=== SOURCE EXCERPT ===
- Born: 1744 James Island, Province of South Carolina, colonial America
- Died: November 24, 1778 (aged 33–34) Midway, Georgia, U.S.
- Cause of death: Killed in action
- Resting place: Midway Cemetery, Midway, Georgia, U.S.

= James Screven =

Brigadier general during the American Revolutionary War

James Screven (1744 – November 24, 1778) was a brigadier general in the Continental Army during the American Revolutionary War. He was killed in action, having died from wounds received during battle.

Fort Screven, on Tybee Island, is named for him, as is Screven County, Georgia, and (formerly) the SS James Screven.

== Early life ==
Screven was born on James Island, Province of South Carolina, in 1744 to James Screven and Mary Hyrne Smith. Charles's great-grandfather, the Reverend William Screven, had been a Baptist minister in Kittery, Province of Maine, before moving to South Carolina.

He established a plantation, Screven's Hill, just to the north of today's Midway Congregational Church in Midway, Georgia.

=== GOAL ===
Write out the James Screven biography in full, word for word.

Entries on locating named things
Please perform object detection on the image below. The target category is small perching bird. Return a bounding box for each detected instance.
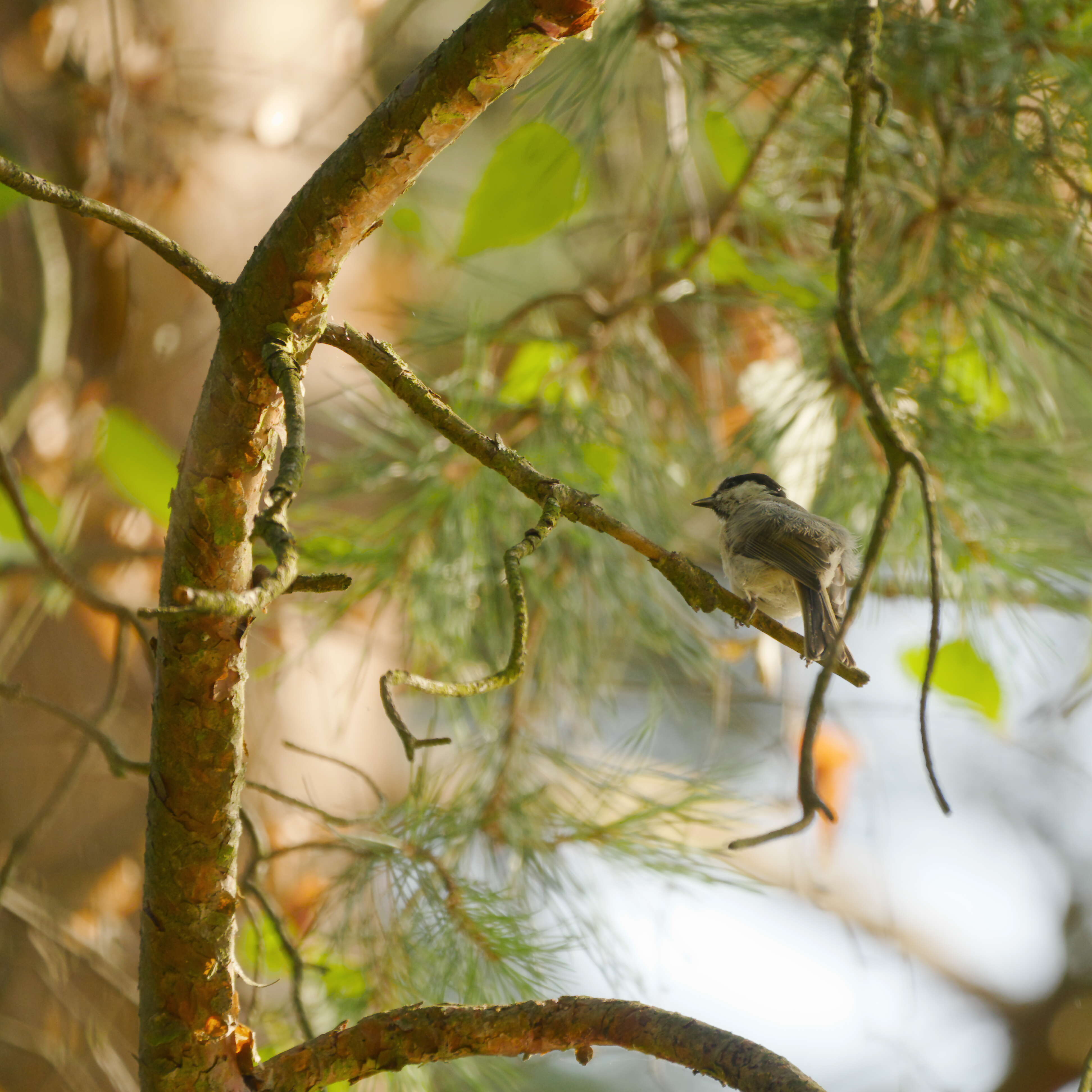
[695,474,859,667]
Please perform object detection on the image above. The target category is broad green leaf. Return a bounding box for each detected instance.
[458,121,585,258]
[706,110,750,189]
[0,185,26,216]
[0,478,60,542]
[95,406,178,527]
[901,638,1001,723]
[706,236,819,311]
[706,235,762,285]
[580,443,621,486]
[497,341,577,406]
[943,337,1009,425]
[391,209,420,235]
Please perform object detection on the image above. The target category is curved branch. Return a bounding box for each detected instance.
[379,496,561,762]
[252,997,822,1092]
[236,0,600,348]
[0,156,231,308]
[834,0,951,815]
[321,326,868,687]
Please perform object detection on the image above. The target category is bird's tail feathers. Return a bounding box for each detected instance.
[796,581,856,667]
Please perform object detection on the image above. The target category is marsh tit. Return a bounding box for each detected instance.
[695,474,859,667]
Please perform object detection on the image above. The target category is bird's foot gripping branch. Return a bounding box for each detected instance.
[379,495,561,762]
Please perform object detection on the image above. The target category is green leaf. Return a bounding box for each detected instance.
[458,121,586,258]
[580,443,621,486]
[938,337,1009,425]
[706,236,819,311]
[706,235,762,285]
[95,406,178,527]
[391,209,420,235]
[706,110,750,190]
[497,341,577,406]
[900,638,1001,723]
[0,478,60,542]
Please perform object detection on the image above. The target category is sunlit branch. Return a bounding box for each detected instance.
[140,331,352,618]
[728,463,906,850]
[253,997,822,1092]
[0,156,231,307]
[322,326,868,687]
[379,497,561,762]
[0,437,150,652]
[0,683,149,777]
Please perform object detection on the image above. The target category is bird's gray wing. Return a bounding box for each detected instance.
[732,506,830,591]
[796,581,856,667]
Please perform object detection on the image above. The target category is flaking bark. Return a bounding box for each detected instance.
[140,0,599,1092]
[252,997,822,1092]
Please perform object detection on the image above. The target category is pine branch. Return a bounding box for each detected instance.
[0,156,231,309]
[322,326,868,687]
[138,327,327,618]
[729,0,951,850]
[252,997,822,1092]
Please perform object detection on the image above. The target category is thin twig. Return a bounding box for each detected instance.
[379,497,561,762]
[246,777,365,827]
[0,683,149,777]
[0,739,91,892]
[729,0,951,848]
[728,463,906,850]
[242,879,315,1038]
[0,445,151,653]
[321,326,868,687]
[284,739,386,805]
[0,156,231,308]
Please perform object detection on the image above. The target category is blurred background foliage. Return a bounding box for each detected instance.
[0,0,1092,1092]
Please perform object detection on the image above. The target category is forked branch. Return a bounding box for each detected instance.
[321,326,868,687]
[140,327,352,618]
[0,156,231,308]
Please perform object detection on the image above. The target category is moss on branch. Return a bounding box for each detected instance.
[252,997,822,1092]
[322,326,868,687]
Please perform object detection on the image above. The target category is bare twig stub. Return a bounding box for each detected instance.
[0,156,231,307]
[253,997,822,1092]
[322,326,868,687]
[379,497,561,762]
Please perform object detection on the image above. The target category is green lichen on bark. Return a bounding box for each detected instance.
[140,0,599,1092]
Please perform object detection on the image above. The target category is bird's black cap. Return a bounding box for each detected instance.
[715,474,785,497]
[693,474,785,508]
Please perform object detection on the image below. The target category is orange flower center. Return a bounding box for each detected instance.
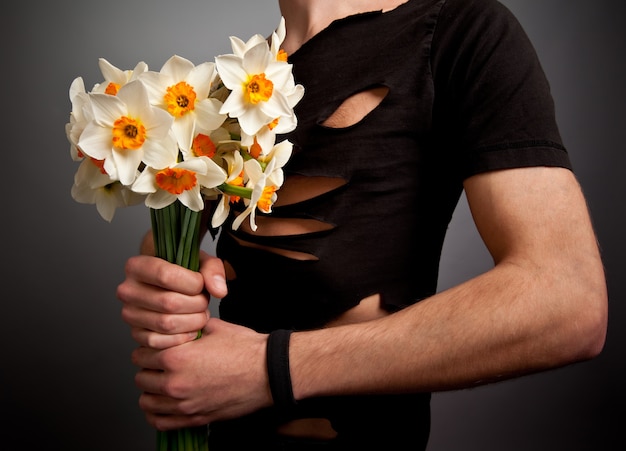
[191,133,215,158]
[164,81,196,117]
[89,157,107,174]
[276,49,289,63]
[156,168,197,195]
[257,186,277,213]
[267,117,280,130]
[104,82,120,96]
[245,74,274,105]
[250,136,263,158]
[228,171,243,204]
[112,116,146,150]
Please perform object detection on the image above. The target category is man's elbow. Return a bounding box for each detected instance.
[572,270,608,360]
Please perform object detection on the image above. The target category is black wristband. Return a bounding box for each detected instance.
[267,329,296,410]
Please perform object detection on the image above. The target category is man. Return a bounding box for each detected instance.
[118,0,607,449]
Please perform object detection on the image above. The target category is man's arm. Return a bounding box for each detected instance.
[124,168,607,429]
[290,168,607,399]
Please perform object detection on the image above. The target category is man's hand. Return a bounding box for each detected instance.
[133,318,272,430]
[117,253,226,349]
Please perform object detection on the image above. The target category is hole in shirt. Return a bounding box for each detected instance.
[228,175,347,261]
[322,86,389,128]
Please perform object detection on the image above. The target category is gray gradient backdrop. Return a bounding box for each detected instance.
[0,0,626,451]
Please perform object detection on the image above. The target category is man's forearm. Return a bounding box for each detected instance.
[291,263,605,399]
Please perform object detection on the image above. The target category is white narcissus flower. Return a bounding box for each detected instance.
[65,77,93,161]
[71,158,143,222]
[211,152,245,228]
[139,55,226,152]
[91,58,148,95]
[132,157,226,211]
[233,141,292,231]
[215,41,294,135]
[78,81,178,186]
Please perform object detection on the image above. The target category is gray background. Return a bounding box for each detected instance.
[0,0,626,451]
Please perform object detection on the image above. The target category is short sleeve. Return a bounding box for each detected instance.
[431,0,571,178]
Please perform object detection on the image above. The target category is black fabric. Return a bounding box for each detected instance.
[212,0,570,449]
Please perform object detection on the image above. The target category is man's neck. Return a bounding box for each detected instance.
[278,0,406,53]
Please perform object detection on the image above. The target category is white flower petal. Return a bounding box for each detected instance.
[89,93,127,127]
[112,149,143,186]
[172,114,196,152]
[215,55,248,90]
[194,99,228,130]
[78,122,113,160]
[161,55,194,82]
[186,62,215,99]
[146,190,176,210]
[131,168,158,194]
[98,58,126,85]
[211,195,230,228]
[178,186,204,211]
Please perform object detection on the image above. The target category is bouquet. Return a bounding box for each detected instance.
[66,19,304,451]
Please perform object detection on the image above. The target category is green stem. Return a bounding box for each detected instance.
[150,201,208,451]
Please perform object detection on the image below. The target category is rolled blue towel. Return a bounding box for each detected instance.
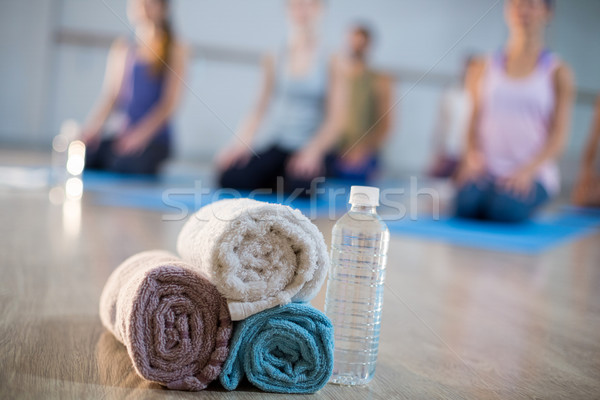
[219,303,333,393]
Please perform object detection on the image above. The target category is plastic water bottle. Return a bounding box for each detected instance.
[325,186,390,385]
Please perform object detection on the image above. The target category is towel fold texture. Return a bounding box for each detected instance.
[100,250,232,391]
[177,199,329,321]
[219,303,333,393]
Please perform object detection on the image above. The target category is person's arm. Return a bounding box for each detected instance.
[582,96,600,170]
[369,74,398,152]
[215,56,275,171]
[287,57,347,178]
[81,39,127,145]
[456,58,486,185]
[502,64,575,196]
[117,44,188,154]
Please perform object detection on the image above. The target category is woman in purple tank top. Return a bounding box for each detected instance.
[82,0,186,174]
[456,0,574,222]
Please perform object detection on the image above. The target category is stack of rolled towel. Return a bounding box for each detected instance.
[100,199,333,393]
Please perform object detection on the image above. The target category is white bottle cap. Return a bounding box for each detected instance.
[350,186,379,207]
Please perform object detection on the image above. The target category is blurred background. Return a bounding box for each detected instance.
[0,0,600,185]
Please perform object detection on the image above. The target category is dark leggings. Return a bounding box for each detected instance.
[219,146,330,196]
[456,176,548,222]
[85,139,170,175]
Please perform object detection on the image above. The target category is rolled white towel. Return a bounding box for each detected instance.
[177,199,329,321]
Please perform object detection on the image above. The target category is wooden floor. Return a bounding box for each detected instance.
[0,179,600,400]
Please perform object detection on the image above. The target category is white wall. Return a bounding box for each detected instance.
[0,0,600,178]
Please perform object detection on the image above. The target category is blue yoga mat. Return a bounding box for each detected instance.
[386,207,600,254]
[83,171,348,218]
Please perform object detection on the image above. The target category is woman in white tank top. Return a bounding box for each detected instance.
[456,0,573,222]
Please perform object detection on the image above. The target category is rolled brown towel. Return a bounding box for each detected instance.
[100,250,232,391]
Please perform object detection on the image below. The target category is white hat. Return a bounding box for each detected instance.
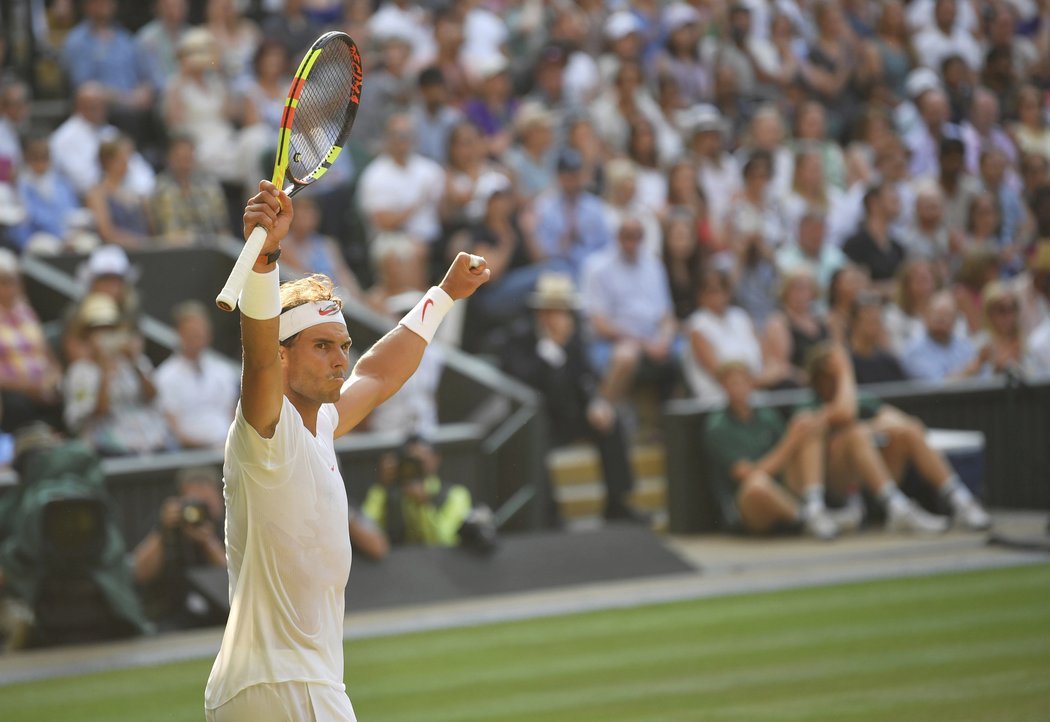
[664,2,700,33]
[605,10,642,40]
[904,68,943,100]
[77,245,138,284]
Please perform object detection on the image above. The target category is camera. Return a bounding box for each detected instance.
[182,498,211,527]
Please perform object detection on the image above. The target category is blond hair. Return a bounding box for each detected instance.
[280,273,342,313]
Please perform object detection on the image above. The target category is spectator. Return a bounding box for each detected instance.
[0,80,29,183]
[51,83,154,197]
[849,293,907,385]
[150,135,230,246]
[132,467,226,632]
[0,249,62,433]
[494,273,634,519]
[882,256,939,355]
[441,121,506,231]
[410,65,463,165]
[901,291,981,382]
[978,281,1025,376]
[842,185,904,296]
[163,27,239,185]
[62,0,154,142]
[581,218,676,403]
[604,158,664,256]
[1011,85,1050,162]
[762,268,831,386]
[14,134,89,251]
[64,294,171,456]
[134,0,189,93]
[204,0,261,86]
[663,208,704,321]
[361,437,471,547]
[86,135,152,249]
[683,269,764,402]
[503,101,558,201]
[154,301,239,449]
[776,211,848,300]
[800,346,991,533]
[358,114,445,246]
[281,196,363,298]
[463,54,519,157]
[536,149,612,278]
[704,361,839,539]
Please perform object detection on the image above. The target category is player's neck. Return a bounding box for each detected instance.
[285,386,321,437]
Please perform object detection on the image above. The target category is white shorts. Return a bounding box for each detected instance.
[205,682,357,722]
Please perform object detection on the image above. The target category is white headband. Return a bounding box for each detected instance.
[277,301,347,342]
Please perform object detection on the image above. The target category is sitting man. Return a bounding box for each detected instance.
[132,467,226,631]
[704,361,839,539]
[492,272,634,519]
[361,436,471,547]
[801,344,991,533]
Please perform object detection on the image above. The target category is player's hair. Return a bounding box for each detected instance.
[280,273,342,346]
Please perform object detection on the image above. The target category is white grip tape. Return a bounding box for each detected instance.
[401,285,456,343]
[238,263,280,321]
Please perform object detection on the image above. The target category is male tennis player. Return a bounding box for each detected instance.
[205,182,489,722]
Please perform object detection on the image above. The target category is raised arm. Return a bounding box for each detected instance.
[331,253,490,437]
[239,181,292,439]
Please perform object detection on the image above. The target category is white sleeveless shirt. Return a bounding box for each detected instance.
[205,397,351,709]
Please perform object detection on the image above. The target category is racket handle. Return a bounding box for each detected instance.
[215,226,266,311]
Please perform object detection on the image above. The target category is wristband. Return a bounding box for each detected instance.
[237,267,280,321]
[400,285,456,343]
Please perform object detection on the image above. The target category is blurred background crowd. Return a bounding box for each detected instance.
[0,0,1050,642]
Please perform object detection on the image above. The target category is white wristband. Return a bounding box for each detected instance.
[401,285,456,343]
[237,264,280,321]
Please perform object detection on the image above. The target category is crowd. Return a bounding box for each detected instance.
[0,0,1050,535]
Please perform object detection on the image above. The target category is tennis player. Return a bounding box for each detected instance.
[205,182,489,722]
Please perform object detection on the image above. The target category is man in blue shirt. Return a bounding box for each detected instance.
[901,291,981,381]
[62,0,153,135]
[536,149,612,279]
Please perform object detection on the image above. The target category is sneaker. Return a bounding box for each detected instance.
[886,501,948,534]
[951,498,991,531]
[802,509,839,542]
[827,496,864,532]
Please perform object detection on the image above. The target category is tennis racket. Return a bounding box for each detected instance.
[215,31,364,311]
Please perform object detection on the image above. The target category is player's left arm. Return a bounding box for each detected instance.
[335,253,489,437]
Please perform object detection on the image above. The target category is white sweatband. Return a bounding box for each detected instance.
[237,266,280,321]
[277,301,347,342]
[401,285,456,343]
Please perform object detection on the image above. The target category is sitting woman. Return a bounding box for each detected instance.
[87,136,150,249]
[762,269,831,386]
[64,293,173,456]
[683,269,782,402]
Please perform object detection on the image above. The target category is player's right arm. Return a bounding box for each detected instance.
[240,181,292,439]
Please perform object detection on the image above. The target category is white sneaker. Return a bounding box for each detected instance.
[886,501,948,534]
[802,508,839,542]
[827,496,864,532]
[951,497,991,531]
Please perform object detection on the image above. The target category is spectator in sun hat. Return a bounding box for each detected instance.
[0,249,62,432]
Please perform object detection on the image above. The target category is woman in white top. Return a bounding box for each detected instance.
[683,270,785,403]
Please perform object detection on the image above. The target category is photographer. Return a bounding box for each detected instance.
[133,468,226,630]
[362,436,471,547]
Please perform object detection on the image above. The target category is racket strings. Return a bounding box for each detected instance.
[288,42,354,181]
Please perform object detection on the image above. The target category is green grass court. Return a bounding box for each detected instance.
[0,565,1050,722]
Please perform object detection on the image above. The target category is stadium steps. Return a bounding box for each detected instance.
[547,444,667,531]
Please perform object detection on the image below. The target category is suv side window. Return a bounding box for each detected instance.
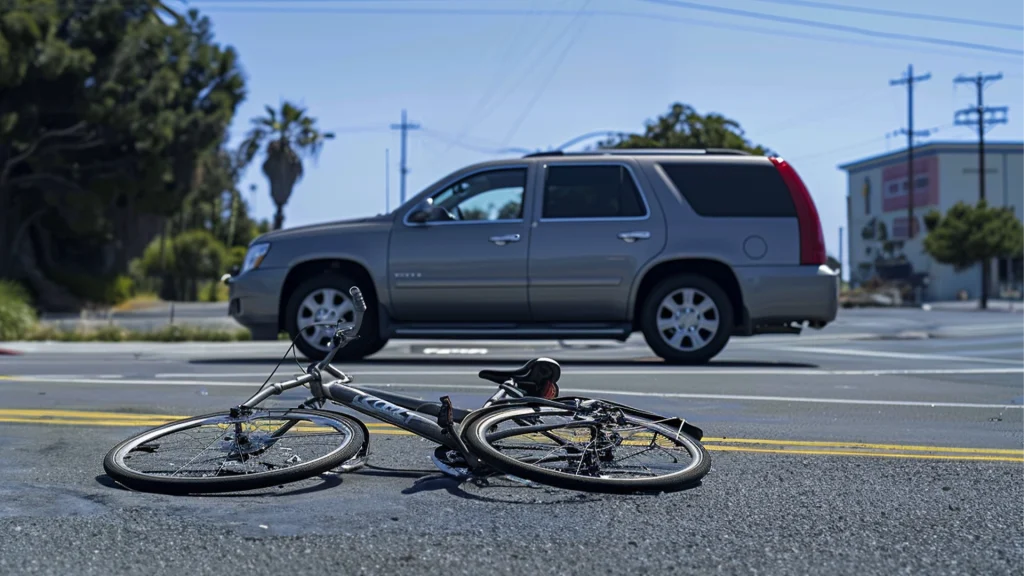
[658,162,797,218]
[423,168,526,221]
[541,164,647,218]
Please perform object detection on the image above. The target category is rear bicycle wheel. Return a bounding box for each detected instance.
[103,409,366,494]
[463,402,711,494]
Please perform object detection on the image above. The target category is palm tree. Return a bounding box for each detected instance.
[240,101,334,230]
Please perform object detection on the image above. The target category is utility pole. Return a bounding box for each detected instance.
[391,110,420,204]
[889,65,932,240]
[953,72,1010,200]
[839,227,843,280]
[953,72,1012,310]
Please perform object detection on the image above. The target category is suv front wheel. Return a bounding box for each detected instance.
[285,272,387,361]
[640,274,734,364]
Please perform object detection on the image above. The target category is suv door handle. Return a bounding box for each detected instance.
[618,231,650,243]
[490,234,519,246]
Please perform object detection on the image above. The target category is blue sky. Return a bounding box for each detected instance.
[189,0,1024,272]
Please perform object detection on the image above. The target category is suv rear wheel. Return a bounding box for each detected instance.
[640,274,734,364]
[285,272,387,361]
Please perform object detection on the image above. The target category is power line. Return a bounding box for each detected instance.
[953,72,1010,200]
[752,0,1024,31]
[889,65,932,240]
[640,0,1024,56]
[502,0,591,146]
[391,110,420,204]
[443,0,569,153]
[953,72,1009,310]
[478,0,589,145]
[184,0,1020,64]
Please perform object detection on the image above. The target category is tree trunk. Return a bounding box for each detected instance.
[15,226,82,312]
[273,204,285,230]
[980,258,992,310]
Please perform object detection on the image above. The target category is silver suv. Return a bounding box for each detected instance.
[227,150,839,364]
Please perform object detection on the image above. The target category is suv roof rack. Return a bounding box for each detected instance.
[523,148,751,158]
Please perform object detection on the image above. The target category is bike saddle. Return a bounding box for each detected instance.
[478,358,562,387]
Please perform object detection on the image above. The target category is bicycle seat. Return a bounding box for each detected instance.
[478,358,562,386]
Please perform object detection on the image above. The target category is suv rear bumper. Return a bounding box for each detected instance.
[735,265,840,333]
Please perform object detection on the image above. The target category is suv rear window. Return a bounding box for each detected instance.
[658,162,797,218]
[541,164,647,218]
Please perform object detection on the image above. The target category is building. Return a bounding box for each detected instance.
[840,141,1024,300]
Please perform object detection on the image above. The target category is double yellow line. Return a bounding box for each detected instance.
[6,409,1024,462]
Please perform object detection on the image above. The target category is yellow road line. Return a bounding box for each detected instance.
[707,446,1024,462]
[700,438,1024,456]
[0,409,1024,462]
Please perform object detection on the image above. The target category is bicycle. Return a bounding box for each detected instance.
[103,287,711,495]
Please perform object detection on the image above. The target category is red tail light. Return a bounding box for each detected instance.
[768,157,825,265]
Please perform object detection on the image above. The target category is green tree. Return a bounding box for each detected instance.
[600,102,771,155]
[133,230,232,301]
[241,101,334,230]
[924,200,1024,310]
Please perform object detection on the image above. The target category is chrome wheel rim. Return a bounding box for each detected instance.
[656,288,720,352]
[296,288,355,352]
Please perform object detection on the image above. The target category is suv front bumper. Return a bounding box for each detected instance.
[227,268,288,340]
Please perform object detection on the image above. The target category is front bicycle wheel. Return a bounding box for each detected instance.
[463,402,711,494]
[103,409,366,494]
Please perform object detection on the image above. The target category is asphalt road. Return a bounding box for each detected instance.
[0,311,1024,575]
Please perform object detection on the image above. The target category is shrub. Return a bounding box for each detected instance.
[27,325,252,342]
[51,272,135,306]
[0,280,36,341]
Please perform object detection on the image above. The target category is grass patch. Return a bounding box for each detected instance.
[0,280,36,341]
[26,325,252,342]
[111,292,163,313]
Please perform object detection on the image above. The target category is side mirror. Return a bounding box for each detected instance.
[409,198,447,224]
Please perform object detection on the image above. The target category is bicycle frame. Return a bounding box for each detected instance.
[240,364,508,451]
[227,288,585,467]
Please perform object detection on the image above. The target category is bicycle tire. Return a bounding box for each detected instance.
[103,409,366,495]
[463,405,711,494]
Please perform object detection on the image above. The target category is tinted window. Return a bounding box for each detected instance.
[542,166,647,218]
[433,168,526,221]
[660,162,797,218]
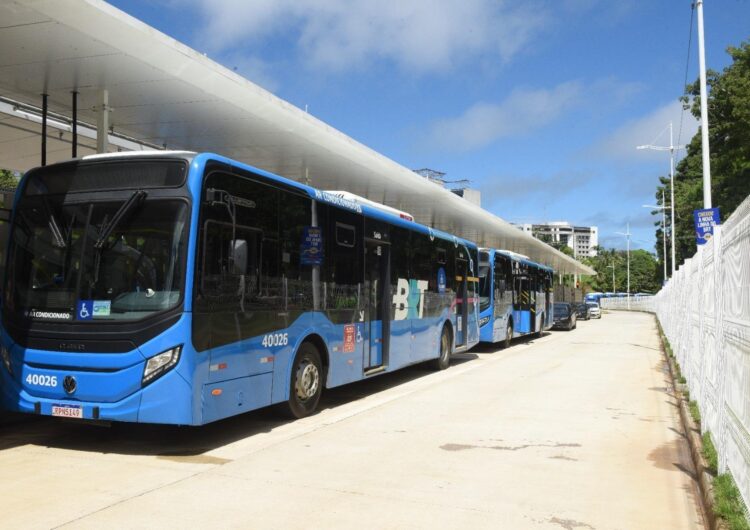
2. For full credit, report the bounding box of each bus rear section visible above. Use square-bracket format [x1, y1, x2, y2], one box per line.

=== COMPLETE OUTPUT ===
- Born: 1744 James Island, Province of South Carolina, colonial America
- Died: November 24, 1778 (aged 33–34) Midway, Georgia, U.S.
- Cause of death: Killed in action
- Resting place: Midway Cemetery, Midway, Georgia, U.S.

= James Screven =

Brigadier general during the American Revolutionary War

James Screven (1744 – November 24, 1778) was a brigadier general in the Continental Army during the American Revolutionary War. He was killed in action, having died from wounds received during battle.

Fort Screven, on Tybee Island, is named for him, as is Screven County, Georgia, and (formerly) the SS James Screven.

== Early life ==
Screven was born on James Island, Province of South Carolina, in 1744 to James Screven and Mary Hyrne Smith. Charles's great-grandfather, the Reverend William Screven, had been a Baptist minister in Kittery, Province of Maine, before moving to South Carolina.

He established a plantation, Screven's Hill, just to the north of today's Midway Congregational Church in Midway, Georgia.